START Dataset

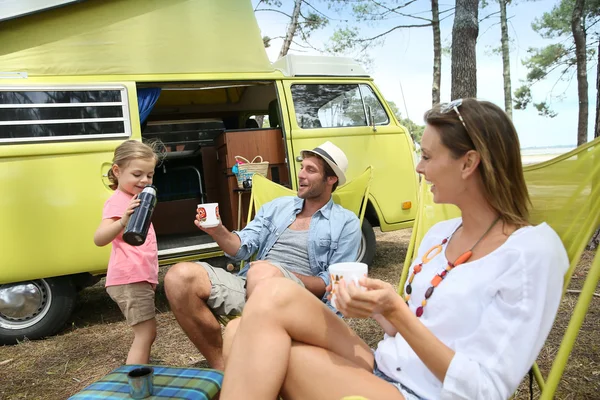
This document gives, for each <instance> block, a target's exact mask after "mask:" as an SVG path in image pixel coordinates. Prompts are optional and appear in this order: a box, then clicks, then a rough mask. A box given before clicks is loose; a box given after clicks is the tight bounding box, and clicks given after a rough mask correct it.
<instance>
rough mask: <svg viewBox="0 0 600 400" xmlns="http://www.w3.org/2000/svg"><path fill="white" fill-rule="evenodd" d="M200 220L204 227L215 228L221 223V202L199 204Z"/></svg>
mask: <svg viewBox="0 0 600 400" xmlns="http://www.w3.org/2000/svg"><path fill="white" fill-rule="evenodd" d="M196 211H197V213H198V220H199V222H200V226H201V227H203V228H214V227H215V226H218V225H219V224H220V223H221V216H220V215H219V203H204V204H198V208H197V210H196Z"/></svg>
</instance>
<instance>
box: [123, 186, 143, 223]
mask: <svg viewBox="0 0 600 400" xmlns="http://www.w3.org/2000/svg"><path fill="white" fill-rule="evenodd" d="M140 202H141V200H140V199H138V198H137V194H136V195H134V196H133V197H132V199H131V201H130V202H129V205H128V206H127V209H126V210H125V212H124V213H123V216H122V217H121V220H120V221H119V223H120V224H121V225H122V226H123V227H126V226H127V223H128V222H129V217H131V214H133V210H135V209H136V208H137V207H138V206H139V205H140Z"/></svg>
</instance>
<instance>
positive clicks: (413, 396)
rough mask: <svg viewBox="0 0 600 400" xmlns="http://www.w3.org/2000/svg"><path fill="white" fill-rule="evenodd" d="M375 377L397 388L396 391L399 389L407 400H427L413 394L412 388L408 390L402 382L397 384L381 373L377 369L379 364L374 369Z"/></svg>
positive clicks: (391, 379) (399, 382) (418, 395)
mask: <svg viewBox="0 0 600 400" xmlns="http://www.w3.org/2000/svg"><path fill="white" fill-rule="evenodd" d="M373 375H375V376H376V377H378V378H381V379H383V380H384V381H386V382H389V383H391V384H392V385H394V386H396V389H398V391H399V392H400V393H402V395H403V396H404V398H405V399H406V400H425V399H424V398H422V397H419V395H418V394H416V393H415V392H413V391H412V390H411V389H410V388H407V387H406V386H404V385H403V384H401V383H400V382H396V381H395V380H393V379H392V378H390V377H389V376H387V375H386V374H384V373H383V372H381V371H380V370H379V368H377V363H375V367H374V368H373Z"/></svg>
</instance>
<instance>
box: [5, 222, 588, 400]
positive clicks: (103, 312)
mask: <svg viewBox="0 0 600 400" xmlns="http://www.w3.org/2000/svg"><path fill="white" fill-rule="evenodd" d="M409 237H410V230H402V231H396V232H390V233H380V232H379V233H377V256H376V259H375V262H374V264H373V265H372V266H371V269H370V275H371V276H373V277H376V278H378V279H382V280H385V281H387V282H390V283H392V284H397V282H398V281H399V277H400V271H401V267H402V262H403V260H404V258H405V254H406V247H407V245H408V240H409ZM591 259H592V254H591V253H586V254H584V258H583V261H582V263H581V265H580V267H579V269H578V271H576V273H575V275H574V277H573V280H572V284H571V289H575V290H576V289H579V288H581V285H582V282H583V277H584V275H585V272H586V270H587V268H588V266H589V264H590V262H591ZM215 261H216V263H221V264H224V260H223V259H221V260H215ZM167 269H168V268H163V269H161V277H162V276H164V274H165V273H166V271H167ZM576 299H577V297H576V295H571V294H568V295H567V296H566V297H565V299H564V300H563V302H562V306H561V309H560V312H559V315H558V317H557V320H556V323H555V327H554V329H553V330H552V332H551V335H550V337H549V339H548V341H547V342H546V345H545V346H544V348H543V350H542V352H541V353H540V356H539V358H538V362H539V363H540V366H541V368H542V371H543V372H544V373H547V371H548V369H549V368H550V365H551V363H552V360H553V358H554V355H555V354H556V351H557V349H558V344H559V343H560V339H561V337H562V332H563V331H564V329H565V328H566V326H567V324H568V321H569V318H570V315H571V312H572V310H573V307H574V305H575V301H576ZM156 308H157V312H158V315H157V322H158V337H157V340H156V343H155V345H154V347H153V350H152V362H153V363H156V364H166V365H180V366H197V367H198V366H200V367H205V366H206V363H205V362H204V359H203V357H202V356H201V355H200V354H199V353H198V351H197V350H196V349H195V348H194V347H193V346H192V345H191V344H190V342H189V340H188V339H187V338H186V336H185V335H184V334H183V332H182V331H181V329H180V328H179V326H178V325H177V322H176V321H175V319H174V317H173V315H172V314H171V312H170V311H169V306H168V303H167V301H166V299H165V296H164V290H163V288H162V285H159V287H158V292H157V301H156ZM349 324H350V325H351V326H352V327H353V328H354V329H355V330H356V331H357V333H359V335H360V336H361V337H362V338H363V340H365V341H366V342H367V343H368V344H369V345H370V346H372V347H374V346H376V344H377V342H378V341H379V340H381V338H382V337H383V334H382V332H381V330H380V329H379V327H378V326H377V325H376V323H374V322H373V321H370V320H350V321H349ZM599 331H600V298H597V297H595V298H594V300H593V303H592V304H591V306H590V311H589V313H588V316H587V318H586V320H585V321H584V324H583V327H582V329H581V331H580V334H579V338H578V341H577V343H576V345H575V348H574V350H573V353H572V355H571V358H570V359H569V364H568V366H567V368H566V371H565V375H564V376H563V379H562V382H561V385H560V387H559V391H558V394H557V396H556V397H557V398H559V399H598V398H600V395H599V393H600V343H599V342H598V332H599ZM131 339H132V337H131V332H130V329H129V328H128V327H127V325H126V324H125V322H124V320H123V317H122V316H121V314H120V312H119V310H118V308H117V306H116V305H115V304H114V303H113V302H112V301H111V300H110V298H109V297H108V295H107V294H106V292H105V291H104V288H103V287H102V282H100V283H99V284H97V285H95V286H93V287H91V288H88V289H86V290H84V291H83V292H82V293H81V294H80V296H79V299H78V302H77V307H76V310H75V313H74V314H73V316H72V318H71V320H70V321H69V323H68V324H67V326H65V328H64V330H63V331H62V332H61V333H60V334H59V335H57V336H54V337H51V338H48V339H46V340H40V341H32V342H31V341H24V342H23V343H20V344H18V345H14V346H4V347H0V399H7V400H9V399H10V400H12V399H65V398H67V397H69V396H70V395H72V394H74V393H76V392H78V391H79V390H81V389H83V388H84V387H85V386H87V385H89V384H90V383H92V382H94V381H95V380H97V379H99V378H101V377H102V376H104V375H105V374H106V373H108V372H109V371H111V370H112V369H114V368H116V367H117V366H119V365H121V364H122V363H123V362H124V360H125V357H126V354H127V350H128V348H129V345H130V343H131ZM538 397H539V393H538V391H537V390H536V391H535V393H534V398H538ZM515 398H516V399H523V400H524V399H528V398H529V391H528V388H527V379H524V380H523V384H522V385H521V387H520V389H519V391H518V392H517V393H516V396H515Z"/></svg>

END Dataset

Task goal: Transcribe the records above exactly, leaving every picture out of the copy.

Task result:
This document gives, for each <instance> block, a target's exact mask after "mask:" as an SVG path in image pixel coordinates. Prompts are optional and appear in this order: a box, then clicks, then a rough mask. A box given before clicks is loose; a box given after clicks is the tight bounding box, and clicks given after a rough mask correct it.
<instance>
rough mask: <svg viewBox="0 0 600 400" xmlns="http://www.w3.org/2000/svg"><path fill="white" fill-rule="evenodd" d="M200 220L204 227L215 228L221 223V202L199 204Z"/></svg>
mask: <svg viewBox="0 0 600 400" xmlns="http://www.w3.org/2000/svg"><path fill="white" fill-rule="evenodd" d="M196 211H197V213H198V220H199V222H200V226H201V227H203V228H214V227H215V226H218V225H219V224H220V223H221V216H220V215H219V203H204V204H198V208H197V210H196Z"/></svg>
</instance>
<instance>
box: [123, 186, 143, 223]
mask: <svg viewBox="0 0 600 400" xmlns="http://www.w3.org/2000/svg"><path fill="white" fill-rule="evenodd" d="M140 202H141V200H140V199H138V198H137V194H136V195H134V196H133V197H132V199H131V201H130V202H129V205H128V206H127V209H126V210H125V212H124V213H123V216H122V217H121V220H120V221H119V223H120V224H121V225H122V226H123V227H126V226H127V223H128V222H129V217H131V214H133V210H135V209H136V208H137V207H138V206H139V205H140Z"/></svg>
</instance>
<instance>
positive clicks: (413, 396)
rough mask: <svg viewBox="0 0 600 400" xmlns="http://www.w3.org/2000/svg"><path fill="white" fill-rule="evenodd" d="M375 377L397 388L396 391L399 389L407 400H427L413 394L412 388L408 390L402 382L397 384L381 373L377 369L379 364L374 369Z"/></svg>
positive clicks: (391, 379) (399, 382) (418, 395)
mask: <svg viewBox="0 0 600 400" xmlns="http://www.w3.org/2000/svg"><path fill="white" fill-rule="evenodd" d="M373 375H375V376H376V377H378V378H381V379H383V380H384V381H386V382H389V383H391V384H392V385H394V386H396V389H398V391H399V392H400V393H402V395H403V396H404V398H405V399H406V400H425V399H424V398H422V397H419V395H418V394H416V393H415V392H413V391H412V390H411V389H410V388H407V387H406V386H404V385H403V384H401V383H400V382H396V381H395V380H393V379H392V378H390V377H389V376H387V375H386V374H384V373H383V372H381V371H380V370H379V368H377V363H375V367H374V368H373Z"/></svg>
</instance>
<instance>
box: [5, 222, 588, 400]
positive clicks: (103, 312)
mask: <svg viewBox="0 0 600 400" xmlns="http://www.w3.org/2000/svg"><path fill="white" fill-rule="evenodd" d="M409 237H410V230H402V231H396V232H390V233H380V232H379V233H377V256H376V259H375V262H374V264H373V265H372V266H371V269H370V275H371V276H373V277H376V278H378V279H382V280H385V281H387V282H390V283H392V284H397V282H398V281H399V277H400V271H401V267H402V262H403V260H404V258H405V254H406V247H407V245H408V240H409ZM591 259H592V254H591V253H586V254H584V258H583V261H582V263H581V265H580V267H579V269H578V271H576V273H575V275H574V277H573V280H572V284H571V289H575V290H576V289H579V288H581V285H582V282H583V277H584V275H585V272H586V270H587V268H588V266H589V264H590V262H591ZM215 261H216V263H221V264H224V260H223V259H221V260H215ZM167 269H168V268H163V269H161V277H162V276H164V274H165V273H166V271H167ZM576 299H577V297H576V295H571V294H568V295H567V296H566V297H565V299H564V300H563V302H562V306H561V309H560V312H559V315H558V317H557V320H556V323H555V327H554V329H553V330H552V332H551V335H550V337H549V339H548V341H547V342H546V345H545V346H544V348H543V350H542V352H541V353H540V356H539V358H538V362H539V363H540V366H541V368H542V371H543V372H544V373H547V371H548V369H549V368H550V365H551V363H552V360H553V358H554V355H555V354H556V351H557V349H558V344H559V343H560V339H561V337H562V332H563V331H564V329H565V328H566V326H567V324H568V321H569V318H570V315H571V312H572V310H573V307H574V305H575V301H576ZM156 308H157V312H158V315H157V322H158V337H157V340H156V343H155V345H154V347H153V350H152V362H153V363H156V364H166V365H180V366H197V367H198V366H200V367H205V366H206V363H205V362H204V359H203V357H202V356H201V355H200V354H199V353H198V351H197V350H196V349H195V348H194V347H193V346H192V345H191V344H190V342H189V340H188V339H187V338H186V336H185V335H184V334H183V332H182V331H181V329H180V328H179V326H178V325H177V322H176V321H175V319H174V317H173V315H172V314H171V312H170V311H169V306H168V303H167V301H166V299H165V296H164V290H163V288H162V285H159V287H158V292H157V301H156ZM349 324H350V325H351V326H352V327H353V328H354V329H355V330H356V331H357V333H359V335H360V336H361V337H362V338H363V340H365V341H366V342H367V343H368V344H369V345H370V346H372V347H374V346H376V344H377V342H378V341H379V340H381V338H382V337H383V334H382V332H381V330H380V329H379V327H378V326H377V325H376V323H374V322H373V321H370V320H350V321H349ZM599 331H600V298H597V297H595V298H594V300H593V303H592V304H591V306H590V311H589V313H588V316H587V318H586V320H585V321H584V324H583V327H582V329H581V331H580V334H579V338H578V341H577V343H576V345H575V348H574V350H573V353H572V355H571V358H570V359H569V364H568V366H567V368H566V371H565V375H564V376H563V379H562V382H561V385H560V387H559V391H558V394H557V396H556V397H557V398H559V399H598V398H600V395H599V393H600V343H599V342H598V332H599ZM131 339H132V337H131V332H130V329H129V328H128V327H127V325H126V324H125V322H124V320H123V317H122V316H121V314H120V312H119V310H118V308H117V306H116V305H115V304H114V303H113V302H112V301H111V300H110V298H109V297H108V295H107V294H106V292H105V291H104V288H103V287H102V282H100V283H99V284H97V285H95V286H93V287H91V288H88V289H86V290H84V291H83V292H82V293H81V294H80V296H79V299H78V302H77V307H76V310H75V313H74V314H73V316H72V318H71V320H70V321H69V323H68V324H67V326H65V328H64V330H63V331H62V332H61V333H60V334H59V335H57V336H54V337H51V338H48V339H46V340H40V341H32V342H31V341H24V342H23V343H20V344H18V345H14V346H4V347H0V399H7V400H9V399H10V400H12V399H65V398H67V397H69V396H70V395H72V394H74V393H76V392H78V391H79V390H81V389H83V388H84V387H85V386H87V385H89V384H90V383H92V382H94V381H95V380H97V379H99V378H101V377H102V376H104V375H105V374H106V373H108V372H109V371H111V370H112V369H114V368H116V367H117V366H119V365H121V364H122V363H123V362H124V360H125V357H126V354H127V350H128V348H129V345H130V343H131ZM538 397H539V393H538V391H537V390H536V391H535V393H534V398H538ZM515 398H516V399H523V400H524V399H528V398H529V391H528V388H527V379H524V380H523V384H522V385H521V387H520V389H519V391H518V392H517V393H516V396H515Z"/></svg>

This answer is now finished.